_TASK BRIEF_. Write out precisely the lines beginning with the line that contains "of the grass" and ending with the last line of the entries, and no other lines.

_INPUT_.
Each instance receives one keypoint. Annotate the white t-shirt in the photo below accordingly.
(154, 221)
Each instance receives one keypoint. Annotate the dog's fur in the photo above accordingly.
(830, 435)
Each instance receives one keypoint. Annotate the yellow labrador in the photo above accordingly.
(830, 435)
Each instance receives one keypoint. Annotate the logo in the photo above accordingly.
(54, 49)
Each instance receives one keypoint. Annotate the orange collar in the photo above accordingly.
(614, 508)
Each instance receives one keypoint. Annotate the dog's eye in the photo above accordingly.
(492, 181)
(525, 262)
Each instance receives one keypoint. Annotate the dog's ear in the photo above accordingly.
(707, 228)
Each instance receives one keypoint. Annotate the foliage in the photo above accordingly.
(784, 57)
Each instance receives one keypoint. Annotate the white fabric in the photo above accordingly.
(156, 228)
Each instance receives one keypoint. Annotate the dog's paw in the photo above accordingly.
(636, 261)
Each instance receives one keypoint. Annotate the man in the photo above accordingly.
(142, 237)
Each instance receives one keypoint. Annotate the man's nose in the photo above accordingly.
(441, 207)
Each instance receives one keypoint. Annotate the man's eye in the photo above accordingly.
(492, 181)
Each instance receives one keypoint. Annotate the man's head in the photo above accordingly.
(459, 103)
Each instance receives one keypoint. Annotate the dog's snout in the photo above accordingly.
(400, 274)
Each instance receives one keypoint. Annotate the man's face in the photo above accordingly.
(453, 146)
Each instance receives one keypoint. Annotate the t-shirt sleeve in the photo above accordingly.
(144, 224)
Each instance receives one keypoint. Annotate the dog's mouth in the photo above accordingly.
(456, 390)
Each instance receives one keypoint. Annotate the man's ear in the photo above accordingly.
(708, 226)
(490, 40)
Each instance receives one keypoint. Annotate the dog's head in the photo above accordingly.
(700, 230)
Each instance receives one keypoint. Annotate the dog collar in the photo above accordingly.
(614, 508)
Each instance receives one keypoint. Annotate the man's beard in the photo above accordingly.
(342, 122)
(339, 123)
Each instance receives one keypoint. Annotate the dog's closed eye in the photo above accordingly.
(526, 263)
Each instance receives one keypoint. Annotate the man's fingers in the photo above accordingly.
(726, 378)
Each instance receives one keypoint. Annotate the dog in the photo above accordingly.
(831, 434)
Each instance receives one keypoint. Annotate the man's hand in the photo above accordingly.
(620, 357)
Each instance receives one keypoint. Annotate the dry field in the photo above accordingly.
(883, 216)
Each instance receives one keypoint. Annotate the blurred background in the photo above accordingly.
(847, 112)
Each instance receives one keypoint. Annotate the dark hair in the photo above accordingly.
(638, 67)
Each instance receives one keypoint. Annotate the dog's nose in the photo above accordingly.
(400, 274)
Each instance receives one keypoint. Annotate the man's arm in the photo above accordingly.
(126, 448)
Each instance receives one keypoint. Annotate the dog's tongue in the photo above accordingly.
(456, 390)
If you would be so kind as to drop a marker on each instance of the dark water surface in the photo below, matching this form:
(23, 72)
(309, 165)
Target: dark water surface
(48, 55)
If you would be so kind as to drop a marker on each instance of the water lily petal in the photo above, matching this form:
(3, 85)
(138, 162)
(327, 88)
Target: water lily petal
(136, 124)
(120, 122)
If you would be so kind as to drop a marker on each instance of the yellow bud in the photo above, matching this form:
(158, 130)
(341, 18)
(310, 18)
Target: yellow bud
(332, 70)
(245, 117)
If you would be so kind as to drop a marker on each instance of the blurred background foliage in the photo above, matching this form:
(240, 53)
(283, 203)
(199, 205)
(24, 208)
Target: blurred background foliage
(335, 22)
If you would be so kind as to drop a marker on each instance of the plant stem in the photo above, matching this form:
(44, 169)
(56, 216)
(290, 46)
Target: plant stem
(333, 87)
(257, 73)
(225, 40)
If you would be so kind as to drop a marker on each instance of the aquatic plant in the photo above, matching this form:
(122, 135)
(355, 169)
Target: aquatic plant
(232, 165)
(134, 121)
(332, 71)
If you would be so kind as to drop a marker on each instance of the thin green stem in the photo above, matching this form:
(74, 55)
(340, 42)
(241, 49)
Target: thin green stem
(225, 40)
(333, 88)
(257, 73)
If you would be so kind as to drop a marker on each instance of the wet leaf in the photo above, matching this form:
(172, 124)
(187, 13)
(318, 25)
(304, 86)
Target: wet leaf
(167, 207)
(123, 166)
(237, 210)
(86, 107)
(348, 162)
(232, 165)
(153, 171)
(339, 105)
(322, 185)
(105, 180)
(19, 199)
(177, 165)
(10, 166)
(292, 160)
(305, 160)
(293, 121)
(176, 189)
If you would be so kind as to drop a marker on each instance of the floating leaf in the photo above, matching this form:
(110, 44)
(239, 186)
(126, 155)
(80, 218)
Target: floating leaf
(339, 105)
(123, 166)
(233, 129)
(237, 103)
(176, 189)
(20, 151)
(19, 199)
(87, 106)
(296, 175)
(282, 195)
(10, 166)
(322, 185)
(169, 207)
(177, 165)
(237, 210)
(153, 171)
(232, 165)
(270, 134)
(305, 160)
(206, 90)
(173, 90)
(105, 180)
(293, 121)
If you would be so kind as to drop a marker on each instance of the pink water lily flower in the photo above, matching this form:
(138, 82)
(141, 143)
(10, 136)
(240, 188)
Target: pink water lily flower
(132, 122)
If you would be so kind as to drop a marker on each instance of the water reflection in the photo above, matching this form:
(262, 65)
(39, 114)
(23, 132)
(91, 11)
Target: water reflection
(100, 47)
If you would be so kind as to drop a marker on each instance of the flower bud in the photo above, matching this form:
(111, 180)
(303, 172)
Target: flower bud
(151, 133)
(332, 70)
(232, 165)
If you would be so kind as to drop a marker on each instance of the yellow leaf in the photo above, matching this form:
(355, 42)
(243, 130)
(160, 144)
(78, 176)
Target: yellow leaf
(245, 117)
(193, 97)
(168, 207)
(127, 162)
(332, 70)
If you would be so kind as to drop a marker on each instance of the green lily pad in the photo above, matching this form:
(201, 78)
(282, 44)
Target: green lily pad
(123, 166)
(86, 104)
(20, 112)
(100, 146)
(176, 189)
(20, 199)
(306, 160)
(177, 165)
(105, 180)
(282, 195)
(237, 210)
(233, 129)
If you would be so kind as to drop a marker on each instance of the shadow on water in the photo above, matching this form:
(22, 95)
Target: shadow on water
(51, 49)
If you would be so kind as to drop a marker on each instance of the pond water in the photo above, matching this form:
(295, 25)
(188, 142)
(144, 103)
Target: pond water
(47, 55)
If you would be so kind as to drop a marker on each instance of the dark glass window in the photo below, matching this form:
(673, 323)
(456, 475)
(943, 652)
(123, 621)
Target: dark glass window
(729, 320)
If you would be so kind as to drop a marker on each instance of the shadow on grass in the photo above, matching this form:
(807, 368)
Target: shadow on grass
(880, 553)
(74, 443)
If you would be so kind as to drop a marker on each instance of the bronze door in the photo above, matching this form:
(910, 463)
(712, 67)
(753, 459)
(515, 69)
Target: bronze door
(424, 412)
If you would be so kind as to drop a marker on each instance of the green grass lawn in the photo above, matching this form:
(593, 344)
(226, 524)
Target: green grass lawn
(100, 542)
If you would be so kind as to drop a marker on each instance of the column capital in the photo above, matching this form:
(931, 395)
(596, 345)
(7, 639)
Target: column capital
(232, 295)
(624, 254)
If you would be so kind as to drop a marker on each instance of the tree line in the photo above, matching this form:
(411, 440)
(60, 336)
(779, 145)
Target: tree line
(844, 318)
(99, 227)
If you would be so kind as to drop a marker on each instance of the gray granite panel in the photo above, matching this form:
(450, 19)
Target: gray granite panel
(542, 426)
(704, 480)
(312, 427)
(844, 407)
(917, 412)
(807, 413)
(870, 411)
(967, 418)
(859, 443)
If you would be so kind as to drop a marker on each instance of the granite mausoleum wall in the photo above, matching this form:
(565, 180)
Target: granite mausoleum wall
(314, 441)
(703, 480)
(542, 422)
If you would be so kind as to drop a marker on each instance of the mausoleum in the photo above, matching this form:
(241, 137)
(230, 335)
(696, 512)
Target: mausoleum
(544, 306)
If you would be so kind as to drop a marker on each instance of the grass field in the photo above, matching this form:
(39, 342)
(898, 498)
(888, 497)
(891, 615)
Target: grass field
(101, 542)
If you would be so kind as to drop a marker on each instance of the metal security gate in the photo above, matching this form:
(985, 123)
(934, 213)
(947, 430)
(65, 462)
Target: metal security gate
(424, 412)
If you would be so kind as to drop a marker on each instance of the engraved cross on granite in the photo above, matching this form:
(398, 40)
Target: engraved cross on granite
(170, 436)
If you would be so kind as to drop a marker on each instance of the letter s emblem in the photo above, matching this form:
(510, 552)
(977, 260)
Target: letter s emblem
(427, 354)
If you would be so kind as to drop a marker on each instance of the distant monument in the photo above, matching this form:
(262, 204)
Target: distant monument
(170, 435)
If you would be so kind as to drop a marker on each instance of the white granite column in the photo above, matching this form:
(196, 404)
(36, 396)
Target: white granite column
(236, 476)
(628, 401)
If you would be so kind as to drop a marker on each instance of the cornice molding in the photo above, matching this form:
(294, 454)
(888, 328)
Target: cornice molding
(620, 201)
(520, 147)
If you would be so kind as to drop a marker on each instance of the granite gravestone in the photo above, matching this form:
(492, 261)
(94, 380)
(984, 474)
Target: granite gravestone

_EXERCISE OUTPUT_.
If you would be so kind as to drop a marker on each instance of the grass field in the photo above, matching this form:
(39, 342)
(898, 498)
(888, 497)
(891, 615)
Target: grass field
(101, 542)
If you would be so kind as to drop a marker on each instance of the metal security gate in the photo above, matching this form:
(985, 123)
(934, 213)
(947, 430)
(65, 462)
Target: metal security gate
(424, 412)
If you would be so kind as to drop a marker on each instance of the engraved cross on granite in the photo above, matching this form:
(398, 40)
Target: engraved cross on granite
(170, 436)
If you would be so kind as to drop a marker on each instance of the letter s emblem in the photo above, matching this form:
(510, 552)
(977, 260)
Target: letter s emblem
(427, 354)
If you would be so kind as to drop a marker on each instance of the distant monument in the photo above, matching this form:
(262, 204)
Target: distant monument
(170, 435)
If you would be so kind as to drop a marker on each instance of the white granite column in the photo above, matching this form:
(196, 404)
(36, 396)
Target: white granite column
(236, 476)
(628, 401)
If you would be so kind as to drop a marker on each instance of the cornice molding in the photo above, matching this form:
(294, 454)
(888, 328)
Target: cornice molding
(620, 201)
(520, 147)
If you would be so kind as to drop a marker on each instance of the granite gravestone in the photo above, matching this form:
(492, 261)
(94, 380)
(984, 474)
Target: granite gravestone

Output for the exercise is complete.